Supplied material Block Start

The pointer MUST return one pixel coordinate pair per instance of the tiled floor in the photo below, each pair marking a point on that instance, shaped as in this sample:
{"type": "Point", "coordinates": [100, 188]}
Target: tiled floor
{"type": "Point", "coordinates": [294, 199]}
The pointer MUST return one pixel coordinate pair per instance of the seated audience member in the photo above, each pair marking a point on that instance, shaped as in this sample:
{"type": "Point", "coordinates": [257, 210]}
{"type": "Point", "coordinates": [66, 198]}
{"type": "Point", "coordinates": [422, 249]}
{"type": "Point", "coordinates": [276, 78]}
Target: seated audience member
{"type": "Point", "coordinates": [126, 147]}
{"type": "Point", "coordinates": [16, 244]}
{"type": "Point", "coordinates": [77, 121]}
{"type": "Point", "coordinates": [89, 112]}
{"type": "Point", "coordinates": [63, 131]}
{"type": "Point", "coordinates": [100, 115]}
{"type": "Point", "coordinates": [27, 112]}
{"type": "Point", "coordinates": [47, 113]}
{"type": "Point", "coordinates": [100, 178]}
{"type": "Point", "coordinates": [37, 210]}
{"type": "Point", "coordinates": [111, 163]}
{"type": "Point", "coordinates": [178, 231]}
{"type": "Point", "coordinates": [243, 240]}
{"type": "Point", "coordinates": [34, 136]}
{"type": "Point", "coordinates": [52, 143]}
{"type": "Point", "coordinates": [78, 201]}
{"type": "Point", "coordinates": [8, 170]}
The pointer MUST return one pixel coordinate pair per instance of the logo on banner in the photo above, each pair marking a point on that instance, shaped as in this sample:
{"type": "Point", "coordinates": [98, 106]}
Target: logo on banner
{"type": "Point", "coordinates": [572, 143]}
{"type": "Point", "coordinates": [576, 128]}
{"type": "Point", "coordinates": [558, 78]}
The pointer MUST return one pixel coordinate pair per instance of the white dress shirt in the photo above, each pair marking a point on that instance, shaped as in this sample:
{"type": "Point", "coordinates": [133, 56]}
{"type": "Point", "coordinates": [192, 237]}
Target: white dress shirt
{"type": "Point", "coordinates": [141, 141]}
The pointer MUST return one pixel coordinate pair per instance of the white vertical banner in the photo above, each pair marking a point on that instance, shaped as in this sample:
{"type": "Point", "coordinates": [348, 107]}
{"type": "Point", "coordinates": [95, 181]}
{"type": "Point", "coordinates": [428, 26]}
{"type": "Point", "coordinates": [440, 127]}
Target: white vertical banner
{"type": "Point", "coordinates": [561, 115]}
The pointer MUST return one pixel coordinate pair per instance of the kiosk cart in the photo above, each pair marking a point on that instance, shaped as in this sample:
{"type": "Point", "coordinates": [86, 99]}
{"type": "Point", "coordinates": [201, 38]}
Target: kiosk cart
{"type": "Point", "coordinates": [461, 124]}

Supplied material Block End

_Exercise directions_
Gather all lines with the string "marking" from the data.

_Completed exercise_
The pointer MUST return one pixel coordinate pair per instance of the tiled floor in the photo below, each pair marking a point on that instance, shaped as in this sample:
The pointer MUST return one pixel coordinate pair per instance of the seated audience member in the photo above, each pair marking a point on that instance, shaped as in this sample:
The pointer MUST return one pixel coordinate pair per instance of the logo on banner in the photo above, each pair marking a point on that instance, shaped as in this sample:
The pointer MUST return one pixel coordinate pair per instance of the white dress shirt in the photo above, each pair marking a point on that instance, shaped as in this sample:
The pointer MUST return one pixel coordinate pair per instance of the white vertical banner in the photo above, each pair marking a point on that instance, shaped as in this sample:
The pointer MUST return one pixel coordinate pair per instance of the kiosk cart in the photo above, each pair marking a point on that instance, shaped as in this sample:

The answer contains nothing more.